-- Start Text --

Thursday, September 15, 2022

"The Truth Is Out There" Re-Watch: "D.P.O." & "Clyde Bruckman's Final Repose"

 The X-Files


Season three is just on another level. The episodes are great and as you'll find out, they get some pretty big name guest stars before they were household names. Let's get started.


"D.P.O."


Dana Scully: [seeing Fox flip through an issue of Playboy, she says, with a why aren't you working tone.] "I'm surprised you haven't already read that issue."
Fox Mulder: "Oh, I have."
[Responding with no shame]
Fox Mulder: "April is the cruelest month, but mine didn't come with this."
[Handing her a photo of an unknown woman]

Notable Guest Star(s): Giovanni Ribisi as Darin Peter Oswald & Jack Black as Bart "Zero" Liquori

Mythology or Monster of the Week: MotW

X-File of the Week: In Connerville, OK, people are dying by lightning strike. They are up to five victims with one survivor. Lightning strikes are uncommon but there is an institute in Connerville that generates lighting for study. Agents Fox Mulder and Dana Scully aren't convinced that these strikes are natural and when they meet the only survivor, Darin Peter Oswald, the begin to believe their suspicions are correct.

-- End Text --

> [Objectives]:
a) Using the re-watch post, explain why the writer says season three of The X-Files is "on another level."
b) Edit the X-Files re-watch post, starting with "Dana Scully: [seeing" and going on through "suspicions are correct.", and replace "Connerville" with "Coleman" wherever it appears.
c) Continue the X-Files re-watch post, picking up right after its last sentence about the episode "D.P.O."

-- Start Stored records --

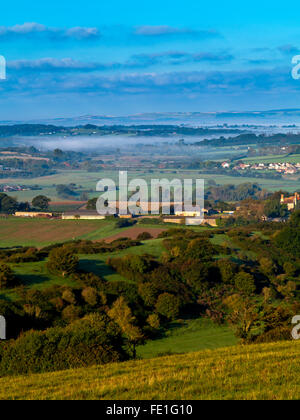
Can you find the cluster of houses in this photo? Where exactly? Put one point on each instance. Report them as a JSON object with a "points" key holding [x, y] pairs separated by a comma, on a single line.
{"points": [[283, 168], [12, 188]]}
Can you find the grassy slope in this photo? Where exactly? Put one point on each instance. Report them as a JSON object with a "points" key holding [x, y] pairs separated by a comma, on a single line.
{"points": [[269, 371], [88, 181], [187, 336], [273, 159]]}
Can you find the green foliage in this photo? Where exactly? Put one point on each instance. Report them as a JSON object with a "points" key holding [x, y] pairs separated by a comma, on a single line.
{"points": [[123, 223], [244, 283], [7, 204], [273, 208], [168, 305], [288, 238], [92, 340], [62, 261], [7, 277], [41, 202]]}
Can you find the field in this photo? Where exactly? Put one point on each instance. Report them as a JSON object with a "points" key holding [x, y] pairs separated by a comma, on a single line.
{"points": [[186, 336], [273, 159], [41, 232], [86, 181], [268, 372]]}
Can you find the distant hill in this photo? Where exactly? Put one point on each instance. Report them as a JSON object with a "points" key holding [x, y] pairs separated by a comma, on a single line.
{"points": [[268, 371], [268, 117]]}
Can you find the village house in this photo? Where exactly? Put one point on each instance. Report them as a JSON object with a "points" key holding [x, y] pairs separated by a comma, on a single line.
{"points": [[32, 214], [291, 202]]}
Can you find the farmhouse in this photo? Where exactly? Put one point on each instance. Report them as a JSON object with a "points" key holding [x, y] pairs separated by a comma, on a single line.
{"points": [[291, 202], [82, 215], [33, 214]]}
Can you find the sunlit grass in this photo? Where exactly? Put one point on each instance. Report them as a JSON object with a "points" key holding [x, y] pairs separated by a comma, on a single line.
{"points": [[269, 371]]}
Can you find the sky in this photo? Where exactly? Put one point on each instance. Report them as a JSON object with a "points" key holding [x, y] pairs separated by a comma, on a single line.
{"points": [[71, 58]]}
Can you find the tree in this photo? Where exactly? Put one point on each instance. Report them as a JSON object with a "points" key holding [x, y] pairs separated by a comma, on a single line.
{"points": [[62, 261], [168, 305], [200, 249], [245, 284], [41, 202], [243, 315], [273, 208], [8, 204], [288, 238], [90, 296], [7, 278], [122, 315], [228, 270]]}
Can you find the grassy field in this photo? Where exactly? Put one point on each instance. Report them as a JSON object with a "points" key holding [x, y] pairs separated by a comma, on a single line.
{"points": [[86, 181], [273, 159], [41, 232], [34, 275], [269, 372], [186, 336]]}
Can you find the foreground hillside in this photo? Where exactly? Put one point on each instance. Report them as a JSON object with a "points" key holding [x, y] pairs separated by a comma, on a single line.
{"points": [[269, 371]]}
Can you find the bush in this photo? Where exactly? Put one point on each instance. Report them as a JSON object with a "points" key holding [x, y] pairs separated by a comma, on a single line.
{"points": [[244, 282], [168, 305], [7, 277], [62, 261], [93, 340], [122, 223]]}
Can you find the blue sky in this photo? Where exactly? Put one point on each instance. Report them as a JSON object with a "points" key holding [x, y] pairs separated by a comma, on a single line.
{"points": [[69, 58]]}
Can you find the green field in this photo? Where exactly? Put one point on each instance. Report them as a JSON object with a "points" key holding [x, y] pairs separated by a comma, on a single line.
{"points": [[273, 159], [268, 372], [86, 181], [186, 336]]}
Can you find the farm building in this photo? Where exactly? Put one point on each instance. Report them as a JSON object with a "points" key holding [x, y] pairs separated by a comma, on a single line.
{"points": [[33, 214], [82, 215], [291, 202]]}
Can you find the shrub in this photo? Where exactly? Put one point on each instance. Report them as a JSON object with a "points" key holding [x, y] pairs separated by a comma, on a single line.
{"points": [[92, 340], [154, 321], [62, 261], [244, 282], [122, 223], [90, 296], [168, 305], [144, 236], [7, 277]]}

-- End Stored records --
-- Start Stored records --

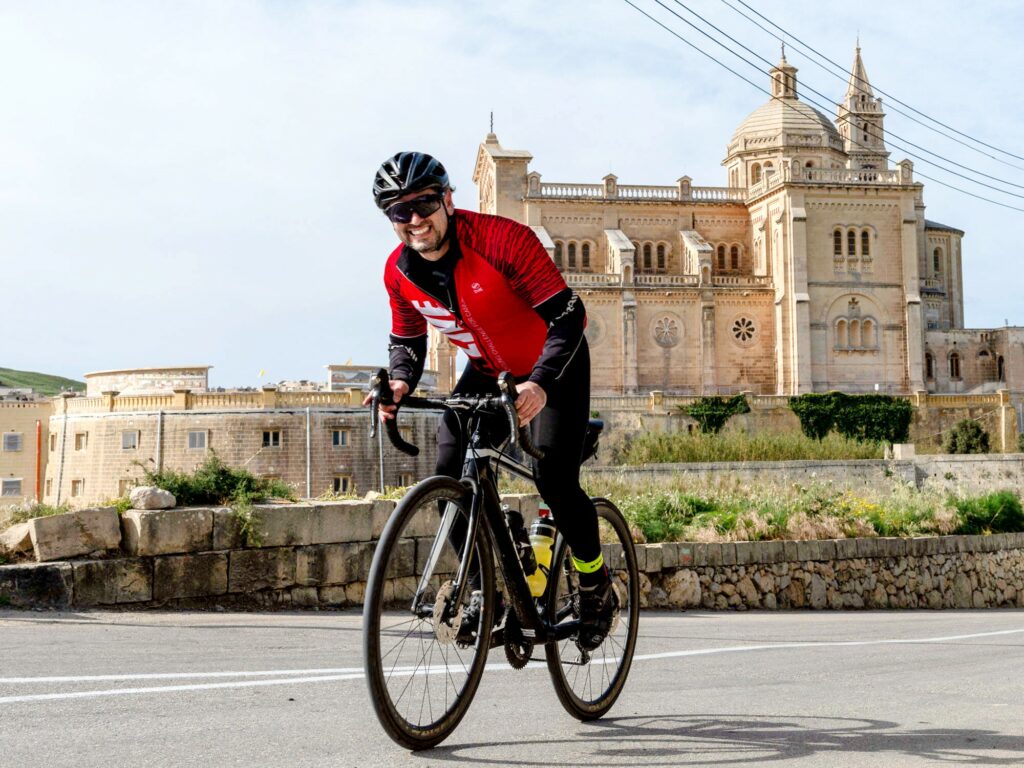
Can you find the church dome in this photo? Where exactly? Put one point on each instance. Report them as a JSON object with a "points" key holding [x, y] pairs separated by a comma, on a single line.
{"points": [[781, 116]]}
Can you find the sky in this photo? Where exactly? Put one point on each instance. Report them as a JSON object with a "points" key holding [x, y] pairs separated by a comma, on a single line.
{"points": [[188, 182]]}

-- End Stored records --

> [Answers to the problems]:
a) The writer says the episodes are great. The season also features some big-name guest stars from before they became household names.

b)
Dana Scully: [seeing Fox flip through an issue of Playboy, she says, with a why aren't you working tone.] "I'm surprised you haven't already read that issue."
Fox Mulder: "Oh, I have."
[Responding with no shame]
Fox Mulder: "April is the cruelest month, but mine didn't come with this."
[Handing her a photo of an unknown woman]

Notable Guest Star(s): Giovanni Ribisi as Darin Peter Oswald & Jack Black as Bart "Zero" Liquori

Mythology or Monster of the Week: MotW

X-File of the Week: In Coleman, OK, people are dying by lightning strike. They are up to five victims with one survivor. Lightning strikes are uncommon but there is an institute in Coleman that generates lighting for study. Agents Fox Mulder and Dana Scully aren't convinced that these strikes are natural and when they meet the only survivor, Darin Peter Oswald, the begin to believe their suspicions are correct.

c)
This doesn't seem safe.

After some pretty heavy mythology episodes, we are back to the stand alone episodes and it is a nice change of pace. 

Season three has a few episodes with celebrities before they got famous and we get two in "D.P.O.:" Jack Black and Giovanni Ribisi. Zero, the character Black plays, is kind of a prototype of the type of characters that Black would make a career out of. A slacker/stoner arcade employee. It's basically his bread and butter. It's nice to see him doing it even back then. Zero is kind of a non entity here. He's just Darin's friend who ends up paying the price for being close to him and knowing his secret. It's still cool to see him in this and even though he's not in it a ton, he still shines. He's super charismatic. Watching this, you can see everything that would make him a huge star in the years to come.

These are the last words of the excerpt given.